STATED PROBLEM: Collect every line in the listing below that contains the word "white". Only matches with the same upper and lower case count.

##### MATERIAL TO PROCESS #####

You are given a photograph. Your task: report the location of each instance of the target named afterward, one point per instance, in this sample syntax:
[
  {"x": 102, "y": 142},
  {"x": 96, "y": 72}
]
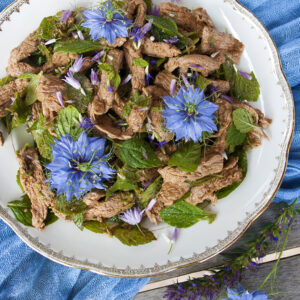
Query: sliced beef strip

#####
##### MATERIAL TO PROCESS #####

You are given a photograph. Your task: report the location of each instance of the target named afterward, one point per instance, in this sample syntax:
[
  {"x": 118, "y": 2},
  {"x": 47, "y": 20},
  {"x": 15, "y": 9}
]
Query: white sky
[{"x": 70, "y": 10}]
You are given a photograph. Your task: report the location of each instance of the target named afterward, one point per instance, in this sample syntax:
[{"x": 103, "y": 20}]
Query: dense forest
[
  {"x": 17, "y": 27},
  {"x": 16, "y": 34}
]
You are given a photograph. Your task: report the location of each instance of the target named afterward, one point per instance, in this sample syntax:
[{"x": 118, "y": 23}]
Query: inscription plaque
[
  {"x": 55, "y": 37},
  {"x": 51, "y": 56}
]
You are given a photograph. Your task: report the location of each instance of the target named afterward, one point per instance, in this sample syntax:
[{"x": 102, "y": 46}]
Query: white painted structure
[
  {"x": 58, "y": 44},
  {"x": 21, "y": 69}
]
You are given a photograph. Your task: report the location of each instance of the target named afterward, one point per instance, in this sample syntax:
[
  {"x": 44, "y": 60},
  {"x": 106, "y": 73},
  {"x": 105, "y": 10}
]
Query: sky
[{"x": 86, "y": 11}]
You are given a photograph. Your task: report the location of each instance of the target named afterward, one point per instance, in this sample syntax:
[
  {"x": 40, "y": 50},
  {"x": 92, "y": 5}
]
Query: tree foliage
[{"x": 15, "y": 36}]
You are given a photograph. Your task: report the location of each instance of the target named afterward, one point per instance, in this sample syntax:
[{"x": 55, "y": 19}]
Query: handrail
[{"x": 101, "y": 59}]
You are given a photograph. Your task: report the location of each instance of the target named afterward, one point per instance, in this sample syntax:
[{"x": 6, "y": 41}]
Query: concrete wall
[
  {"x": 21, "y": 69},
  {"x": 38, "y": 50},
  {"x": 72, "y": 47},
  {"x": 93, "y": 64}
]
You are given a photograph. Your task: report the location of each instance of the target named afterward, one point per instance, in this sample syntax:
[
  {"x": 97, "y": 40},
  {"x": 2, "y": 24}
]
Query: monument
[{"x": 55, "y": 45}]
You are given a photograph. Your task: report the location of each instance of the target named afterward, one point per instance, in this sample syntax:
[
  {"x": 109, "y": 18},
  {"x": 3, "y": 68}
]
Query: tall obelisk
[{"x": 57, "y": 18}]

#####

EXERCISE RESULT:
Query: white sky
Query: white painted structure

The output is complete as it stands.